**DO THIS:** Please tally the lines of the records that contain the string "hair", with case counting, and give only the number.

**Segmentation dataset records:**
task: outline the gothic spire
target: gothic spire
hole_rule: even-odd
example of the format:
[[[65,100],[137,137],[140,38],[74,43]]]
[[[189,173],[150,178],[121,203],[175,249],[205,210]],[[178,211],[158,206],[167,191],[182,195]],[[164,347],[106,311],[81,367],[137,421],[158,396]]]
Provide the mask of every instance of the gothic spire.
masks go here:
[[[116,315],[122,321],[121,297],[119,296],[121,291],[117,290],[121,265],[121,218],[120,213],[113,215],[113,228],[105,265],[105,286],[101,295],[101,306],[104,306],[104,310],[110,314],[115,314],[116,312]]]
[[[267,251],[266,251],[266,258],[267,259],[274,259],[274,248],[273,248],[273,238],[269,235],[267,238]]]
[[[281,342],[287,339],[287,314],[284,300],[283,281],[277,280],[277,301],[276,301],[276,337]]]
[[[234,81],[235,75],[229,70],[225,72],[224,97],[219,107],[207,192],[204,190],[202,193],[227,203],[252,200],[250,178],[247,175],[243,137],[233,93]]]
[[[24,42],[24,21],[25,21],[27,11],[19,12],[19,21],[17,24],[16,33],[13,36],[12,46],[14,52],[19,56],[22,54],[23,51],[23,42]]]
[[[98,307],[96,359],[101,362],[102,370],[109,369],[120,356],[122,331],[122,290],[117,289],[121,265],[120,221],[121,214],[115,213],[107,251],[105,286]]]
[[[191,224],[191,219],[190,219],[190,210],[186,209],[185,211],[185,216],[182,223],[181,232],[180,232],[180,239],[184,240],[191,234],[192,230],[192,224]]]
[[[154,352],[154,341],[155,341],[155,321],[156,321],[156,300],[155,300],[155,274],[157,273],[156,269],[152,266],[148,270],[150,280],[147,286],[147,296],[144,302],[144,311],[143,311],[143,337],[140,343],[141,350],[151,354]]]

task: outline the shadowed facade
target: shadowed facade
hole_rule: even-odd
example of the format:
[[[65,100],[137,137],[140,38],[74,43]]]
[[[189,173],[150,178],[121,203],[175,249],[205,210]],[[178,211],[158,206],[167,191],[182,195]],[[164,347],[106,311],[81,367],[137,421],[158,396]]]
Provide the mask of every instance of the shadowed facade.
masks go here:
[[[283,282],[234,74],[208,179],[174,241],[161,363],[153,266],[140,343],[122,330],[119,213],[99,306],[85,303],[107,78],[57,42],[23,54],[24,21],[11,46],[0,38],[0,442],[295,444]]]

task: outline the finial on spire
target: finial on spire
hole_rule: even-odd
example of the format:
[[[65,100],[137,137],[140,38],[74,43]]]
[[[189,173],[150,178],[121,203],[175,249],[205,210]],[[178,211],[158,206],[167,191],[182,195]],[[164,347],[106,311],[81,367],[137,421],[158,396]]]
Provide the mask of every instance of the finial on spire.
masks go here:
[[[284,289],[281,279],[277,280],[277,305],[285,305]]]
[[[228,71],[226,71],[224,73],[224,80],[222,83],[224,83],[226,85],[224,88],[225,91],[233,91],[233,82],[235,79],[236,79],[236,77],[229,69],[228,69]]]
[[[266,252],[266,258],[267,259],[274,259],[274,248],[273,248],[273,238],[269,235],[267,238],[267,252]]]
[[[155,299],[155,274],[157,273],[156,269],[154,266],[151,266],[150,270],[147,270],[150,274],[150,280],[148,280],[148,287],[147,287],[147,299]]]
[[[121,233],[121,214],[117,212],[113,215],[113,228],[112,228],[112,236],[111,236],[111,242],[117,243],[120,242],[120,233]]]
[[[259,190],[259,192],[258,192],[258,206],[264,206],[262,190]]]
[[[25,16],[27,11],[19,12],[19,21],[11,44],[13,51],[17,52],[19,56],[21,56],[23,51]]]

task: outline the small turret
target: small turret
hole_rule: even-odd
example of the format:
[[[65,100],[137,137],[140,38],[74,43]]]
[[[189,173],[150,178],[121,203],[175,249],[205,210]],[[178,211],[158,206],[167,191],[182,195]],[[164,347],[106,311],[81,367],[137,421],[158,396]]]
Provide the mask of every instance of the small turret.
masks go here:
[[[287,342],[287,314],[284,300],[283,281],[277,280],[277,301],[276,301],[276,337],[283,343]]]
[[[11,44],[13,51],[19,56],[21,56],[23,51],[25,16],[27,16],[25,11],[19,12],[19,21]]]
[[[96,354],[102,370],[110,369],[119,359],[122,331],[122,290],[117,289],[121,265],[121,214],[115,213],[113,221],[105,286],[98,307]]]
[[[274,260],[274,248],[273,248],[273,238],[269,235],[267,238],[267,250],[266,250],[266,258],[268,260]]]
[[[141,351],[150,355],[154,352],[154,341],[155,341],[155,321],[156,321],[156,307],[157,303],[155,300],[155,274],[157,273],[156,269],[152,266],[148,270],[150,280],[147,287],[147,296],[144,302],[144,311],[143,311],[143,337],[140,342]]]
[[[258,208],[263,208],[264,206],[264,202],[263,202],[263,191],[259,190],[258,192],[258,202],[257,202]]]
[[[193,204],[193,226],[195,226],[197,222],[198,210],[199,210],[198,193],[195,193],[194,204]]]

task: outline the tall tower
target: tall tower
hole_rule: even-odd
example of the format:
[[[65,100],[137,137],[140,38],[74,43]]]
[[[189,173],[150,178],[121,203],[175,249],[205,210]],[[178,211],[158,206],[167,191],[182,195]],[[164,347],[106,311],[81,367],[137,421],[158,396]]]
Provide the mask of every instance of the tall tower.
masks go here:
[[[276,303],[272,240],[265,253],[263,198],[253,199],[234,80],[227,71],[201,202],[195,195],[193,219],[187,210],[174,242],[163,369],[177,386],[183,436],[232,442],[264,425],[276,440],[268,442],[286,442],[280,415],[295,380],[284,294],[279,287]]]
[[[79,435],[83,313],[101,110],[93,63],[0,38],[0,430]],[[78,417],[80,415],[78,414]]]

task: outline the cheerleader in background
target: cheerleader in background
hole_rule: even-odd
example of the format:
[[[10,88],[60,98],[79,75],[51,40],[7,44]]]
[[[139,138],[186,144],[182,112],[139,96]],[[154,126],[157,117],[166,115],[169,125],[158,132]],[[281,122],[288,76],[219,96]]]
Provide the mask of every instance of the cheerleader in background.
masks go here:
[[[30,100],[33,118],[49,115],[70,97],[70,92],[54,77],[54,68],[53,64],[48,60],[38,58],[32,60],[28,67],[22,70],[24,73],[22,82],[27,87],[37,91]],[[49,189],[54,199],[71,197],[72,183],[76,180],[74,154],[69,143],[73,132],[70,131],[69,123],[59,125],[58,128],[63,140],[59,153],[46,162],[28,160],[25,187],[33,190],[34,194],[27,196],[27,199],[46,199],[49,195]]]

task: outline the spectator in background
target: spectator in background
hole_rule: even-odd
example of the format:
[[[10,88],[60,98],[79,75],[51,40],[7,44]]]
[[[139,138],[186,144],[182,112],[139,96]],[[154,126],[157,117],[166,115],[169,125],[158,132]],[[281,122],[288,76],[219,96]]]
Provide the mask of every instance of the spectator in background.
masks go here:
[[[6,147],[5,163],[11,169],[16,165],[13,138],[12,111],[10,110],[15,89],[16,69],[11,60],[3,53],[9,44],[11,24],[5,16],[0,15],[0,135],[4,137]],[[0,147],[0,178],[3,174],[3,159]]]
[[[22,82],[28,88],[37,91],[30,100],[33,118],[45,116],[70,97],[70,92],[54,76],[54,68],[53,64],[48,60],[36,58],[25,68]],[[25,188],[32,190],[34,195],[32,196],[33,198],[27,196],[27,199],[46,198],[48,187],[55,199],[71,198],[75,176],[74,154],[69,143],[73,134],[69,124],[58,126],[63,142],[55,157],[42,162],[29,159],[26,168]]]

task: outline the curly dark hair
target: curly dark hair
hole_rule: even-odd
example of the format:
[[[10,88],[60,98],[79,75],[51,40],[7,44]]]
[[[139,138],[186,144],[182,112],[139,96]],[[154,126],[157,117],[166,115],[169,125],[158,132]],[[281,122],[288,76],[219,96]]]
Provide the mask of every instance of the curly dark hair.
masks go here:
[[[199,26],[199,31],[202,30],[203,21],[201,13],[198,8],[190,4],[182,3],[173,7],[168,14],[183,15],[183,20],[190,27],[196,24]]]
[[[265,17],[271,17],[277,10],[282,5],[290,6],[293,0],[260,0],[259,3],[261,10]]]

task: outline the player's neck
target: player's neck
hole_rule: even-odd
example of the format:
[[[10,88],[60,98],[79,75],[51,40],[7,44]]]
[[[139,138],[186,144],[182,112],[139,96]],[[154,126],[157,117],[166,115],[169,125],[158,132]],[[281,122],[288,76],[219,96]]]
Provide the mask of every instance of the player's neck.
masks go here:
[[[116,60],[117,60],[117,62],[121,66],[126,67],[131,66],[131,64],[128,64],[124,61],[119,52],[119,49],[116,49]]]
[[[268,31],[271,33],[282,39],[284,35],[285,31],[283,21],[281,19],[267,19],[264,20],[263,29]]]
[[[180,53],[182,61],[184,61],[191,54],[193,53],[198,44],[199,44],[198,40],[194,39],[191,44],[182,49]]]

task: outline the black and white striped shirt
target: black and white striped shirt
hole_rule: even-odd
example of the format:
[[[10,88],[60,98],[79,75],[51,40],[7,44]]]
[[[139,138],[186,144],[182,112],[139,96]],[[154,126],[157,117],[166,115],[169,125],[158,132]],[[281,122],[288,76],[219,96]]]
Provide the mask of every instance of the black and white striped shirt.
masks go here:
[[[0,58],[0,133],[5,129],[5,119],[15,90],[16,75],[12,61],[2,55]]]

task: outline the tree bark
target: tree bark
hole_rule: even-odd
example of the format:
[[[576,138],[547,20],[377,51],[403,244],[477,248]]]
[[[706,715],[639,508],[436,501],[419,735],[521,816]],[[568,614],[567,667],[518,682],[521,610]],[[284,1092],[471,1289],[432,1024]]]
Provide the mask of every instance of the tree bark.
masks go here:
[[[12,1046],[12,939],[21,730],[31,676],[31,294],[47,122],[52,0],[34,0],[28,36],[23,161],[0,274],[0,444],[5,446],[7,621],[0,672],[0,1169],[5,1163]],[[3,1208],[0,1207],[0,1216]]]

**PROBLEM SOLUTION:** 3